● **DOEL VAN OPDRACHT**:
Zet de regels van het materiaal vanaf de regel met "Task — for every instance of the golden" tot en met het einde van het materiaal in een JSON-lijst met één string per regel, zonder lege regels. Laat de afbeeldingen weg.

---

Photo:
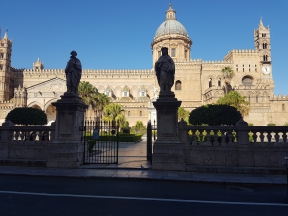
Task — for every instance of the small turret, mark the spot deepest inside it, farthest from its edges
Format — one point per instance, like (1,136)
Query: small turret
(38,65)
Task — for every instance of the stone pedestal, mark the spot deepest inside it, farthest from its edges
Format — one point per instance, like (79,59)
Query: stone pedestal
(168,150)
(67,149)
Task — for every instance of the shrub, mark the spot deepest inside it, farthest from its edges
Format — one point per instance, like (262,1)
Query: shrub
(214,115)
(27,116)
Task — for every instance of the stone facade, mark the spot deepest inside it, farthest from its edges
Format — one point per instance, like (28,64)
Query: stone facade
(197,82)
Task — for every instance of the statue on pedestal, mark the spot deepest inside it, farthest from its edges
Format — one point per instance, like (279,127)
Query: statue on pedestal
(165,71)
(73,73)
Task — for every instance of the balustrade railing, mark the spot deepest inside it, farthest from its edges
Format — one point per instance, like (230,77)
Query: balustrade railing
(27,133)
(230,135)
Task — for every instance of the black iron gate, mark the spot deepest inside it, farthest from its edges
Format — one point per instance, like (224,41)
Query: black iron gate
(101,142)
(151,133)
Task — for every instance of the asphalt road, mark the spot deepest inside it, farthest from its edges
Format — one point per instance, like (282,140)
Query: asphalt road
(25,195)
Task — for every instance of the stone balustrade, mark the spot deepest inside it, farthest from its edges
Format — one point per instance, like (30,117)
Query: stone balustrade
(238,149)
(27,133)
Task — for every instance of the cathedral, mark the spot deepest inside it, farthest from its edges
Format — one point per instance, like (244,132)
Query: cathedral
(196,83)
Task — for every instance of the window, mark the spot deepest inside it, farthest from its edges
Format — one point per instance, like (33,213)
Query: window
(142,94)
(173,52)
(247,81)
(178,85)
(210,83)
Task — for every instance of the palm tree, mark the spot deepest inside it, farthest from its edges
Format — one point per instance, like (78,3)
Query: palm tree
(102,101)
(88,93)
(228,74)
(182,113)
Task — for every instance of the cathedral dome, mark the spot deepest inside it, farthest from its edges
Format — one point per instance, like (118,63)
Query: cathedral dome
(171,25)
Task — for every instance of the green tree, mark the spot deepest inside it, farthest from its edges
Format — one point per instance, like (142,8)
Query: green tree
(214,115)
(113,112)
(27,116)
(182,113)
(139,128)
(88,93)
(234,99)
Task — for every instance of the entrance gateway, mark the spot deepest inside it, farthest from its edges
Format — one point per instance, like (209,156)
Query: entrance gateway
(101,142)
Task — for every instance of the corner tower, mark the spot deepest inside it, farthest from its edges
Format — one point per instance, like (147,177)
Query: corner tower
(5,66)
(263,46)
(173,35)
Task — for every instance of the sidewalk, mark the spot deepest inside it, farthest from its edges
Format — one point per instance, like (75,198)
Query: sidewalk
(144,174)
(132,164)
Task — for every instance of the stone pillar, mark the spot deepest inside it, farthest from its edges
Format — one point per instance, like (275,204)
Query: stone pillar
(6,138)
(67,149)
(243,130)
(168,150)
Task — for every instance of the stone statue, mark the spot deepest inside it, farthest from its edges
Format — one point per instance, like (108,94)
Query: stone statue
(165,71)
(73,72)
(155,91)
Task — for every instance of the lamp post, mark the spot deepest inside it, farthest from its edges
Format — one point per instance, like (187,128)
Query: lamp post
(286,166)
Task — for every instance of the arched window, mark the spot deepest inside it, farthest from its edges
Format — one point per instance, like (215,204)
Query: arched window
(173,52)
(178,85)
(247,81)
(210,83)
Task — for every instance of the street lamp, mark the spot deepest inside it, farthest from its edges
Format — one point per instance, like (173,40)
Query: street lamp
(286,166)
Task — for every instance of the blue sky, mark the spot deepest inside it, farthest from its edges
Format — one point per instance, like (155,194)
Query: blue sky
(117,34)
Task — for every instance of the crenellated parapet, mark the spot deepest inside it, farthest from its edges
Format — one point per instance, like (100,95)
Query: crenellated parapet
(240,52)
(279,98)
(85,72)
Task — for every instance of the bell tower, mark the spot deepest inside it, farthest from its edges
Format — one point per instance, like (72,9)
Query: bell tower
(263,46)
(5,64)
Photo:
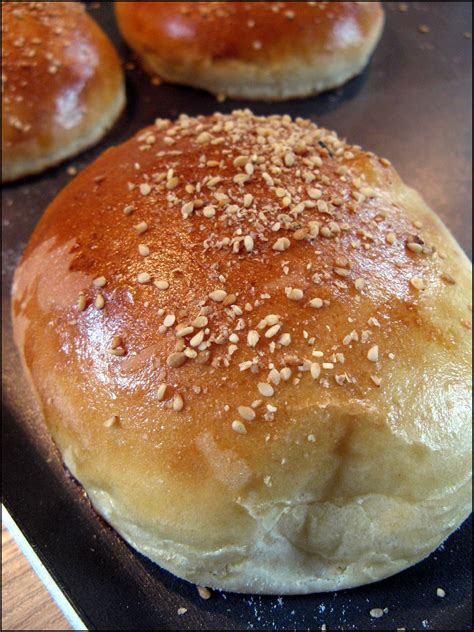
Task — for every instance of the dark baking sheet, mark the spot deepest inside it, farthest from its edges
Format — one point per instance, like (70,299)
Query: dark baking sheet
(412,105)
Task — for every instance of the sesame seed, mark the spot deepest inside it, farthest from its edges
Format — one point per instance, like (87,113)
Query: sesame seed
(182,332)
(176,359)
(169,320)
(209,211)
(161,392)
(414,247)
(417,283)
(248,243)
(272,331)
(187,209)
(246,413)
(197,339)
(178,403)
(265,389)
(294,294)
(239,427)
(315,370)
(373,354)
(252,338)
(143,277)
(285,339)
(100,281)
(141,227)
(218,295)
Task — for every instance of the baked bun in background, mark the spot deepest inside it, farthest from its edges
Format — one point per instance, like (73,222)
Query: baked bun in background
(251,344)
(253,50)
(62,85)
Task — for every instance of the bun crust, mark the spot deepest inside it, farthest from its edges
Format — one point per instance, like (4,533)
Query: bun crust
(253,50)
(62,85)
(359,463)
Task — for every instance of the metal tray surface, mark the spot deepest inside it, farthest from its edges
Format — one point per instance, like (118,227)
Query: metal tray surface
(412,105)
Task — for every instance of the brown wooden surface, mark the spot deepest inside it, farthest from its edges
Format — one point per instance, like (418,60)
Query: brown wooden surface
(26,604)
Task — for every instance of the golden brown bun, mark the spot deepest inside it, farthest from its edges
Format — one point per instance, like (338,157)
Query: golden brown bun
(253,50)
(359,464)
(62,85)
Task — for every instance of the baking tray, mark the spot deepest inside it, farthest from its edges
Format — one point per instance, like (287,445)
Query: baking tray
(412,105)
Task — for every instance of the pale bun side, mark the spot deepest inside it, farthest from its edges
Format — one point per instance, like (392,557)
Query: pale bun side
(63,86)
(253,50)
(359,463)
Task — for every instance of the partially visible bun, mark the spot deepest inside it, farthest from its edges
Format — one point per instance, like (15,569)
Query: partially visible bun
(252,346)
(253,50)
(62,85)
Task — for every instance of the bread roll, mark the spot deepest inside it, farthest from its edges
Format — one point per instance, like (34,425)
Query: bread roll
(62,85)
(253,50)
(251,344)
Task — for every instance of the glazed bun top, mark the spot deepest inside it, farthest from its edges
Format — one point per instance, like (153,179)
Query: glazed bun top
(219,304)
(252,32)
(62,84)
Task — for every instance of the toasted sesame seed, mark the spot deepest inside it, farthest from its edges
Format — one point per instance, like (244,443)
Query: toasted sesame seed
(252,338)
(176,359)
(265,389)
(281,244)
(373,354)
(81,302)
(239,427)
(197,339)
(143,277)
(246,413)
(178,403)
(204,593)
(161,393)
(272,331)
(248,243)
(285,339)
(169,320)
(417,283)
(315,370)
(141,227)
(182,332)
(217,295)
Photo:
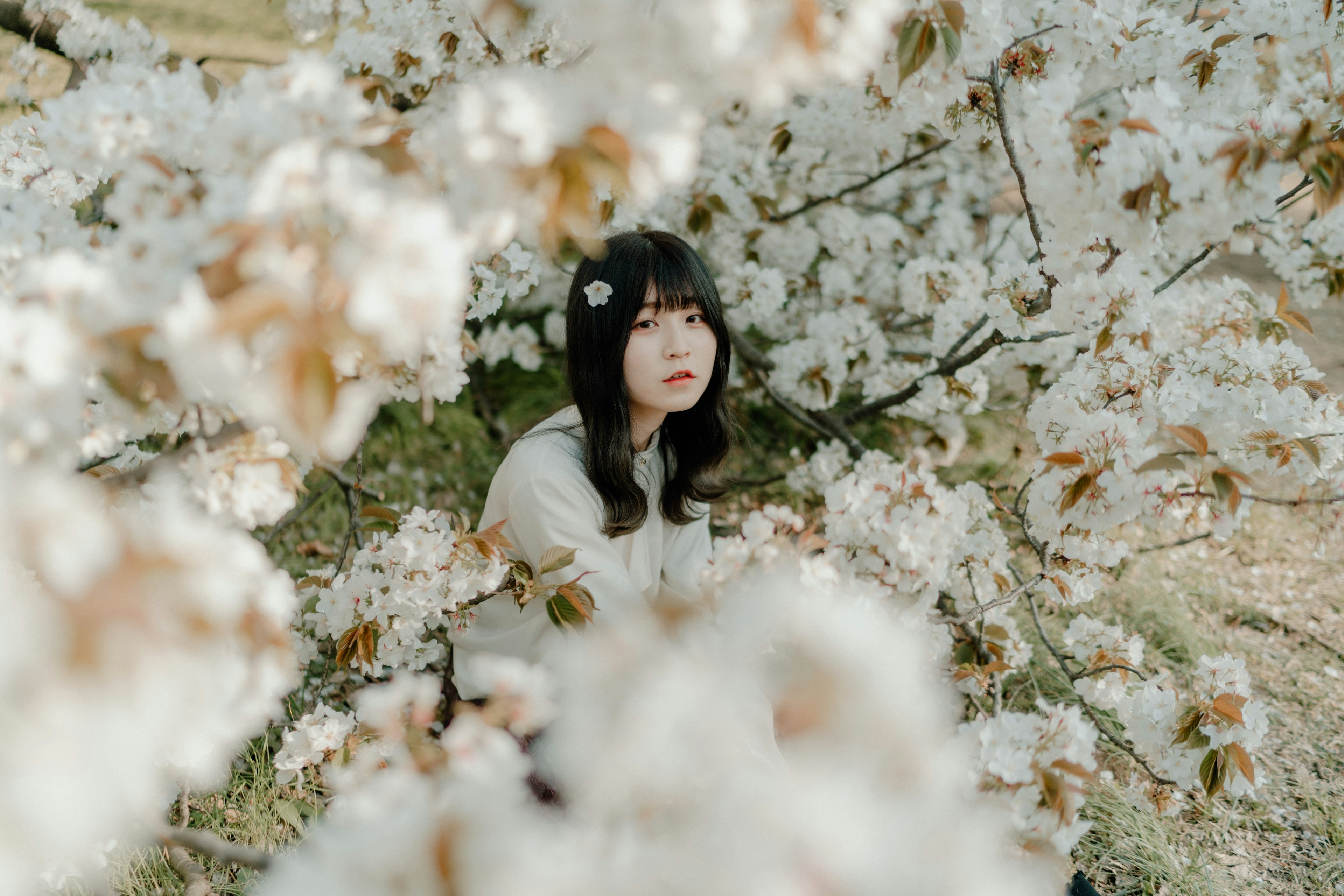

---

● **RESULTAAT OPDRACHT**:
[
  "Task — for every instance of the golden brown bun, mark the spot deepest inside it, farthest from its edges",
  "Format — one point per instance, like (338,157)",
  "Query: golden brown bun",
  "(253,50)",
  "(359,464)",
  "(62,85)",
  "Task — for every instance of the baking tray, mark the spot deepest inside it, farthest from its edges",
  "Format — one point per instance, like (287,445)",
  "Query: baking tray",
  "(412,105)",
  "Task — for every instance of the pale bun side, mark the spot deepest inside it, farthest from its edges",
  "Format — one point per instance, like (392,557)",
  "Query: pale bun side",
  "(63,86)",
  "(253,50)",
  "(359,463)",
  "Task — for every instance of the partially visible bun, mark the spot deepest inside it, farthest from its edges",
  "Format — one point per instance, like (15,569)",
  "Query: partially visible bun",
  "(252,346)",
  "(253,50)",
  "(62,85)",
  "Task — for every instance of the bread roll, mark the spot deepest inside it, farthest from its edges",
  "Format — one point per instance, like (34,425)",
  "Query: bread roll",
  "(62,85)",
  "(253,50)",
  "(251,344)",
  "Task — for every instance of the glazed bun top, mark the spot deepest inside it, farthest from its edges",
  "Format — one point per instance, like (153,179)",
  "Query: glazed bun top",
  "(219,304)",
  "(252,32)",
  "(62,84)",
  "Task — for every instance of the toasted sesame seed, mark the spot deepest inside it, farthest from its edges",
  "Format — one point per instance, like (244,443)",
  "Query: toasted sesame seed",
  "(252,338)",
  "(176,359)",
  "(265,389)",
  "(281,244)",
  "(373,354)",
  "(81,302)",
  "(239,427)",
  "(197,339)",
  "(143,277)",
  "(246,413)",
  "(178,403)",
  "(204,593)",
  "(161,393)",
  "(272,331)",
  "(248,243)",
  "(285,339)",
  "(169,320)",
  "(417,283)",
  "(315,370)",
  "(141,227)",
  "(182,332)",
  "(217,295)",
  "Photo:"
]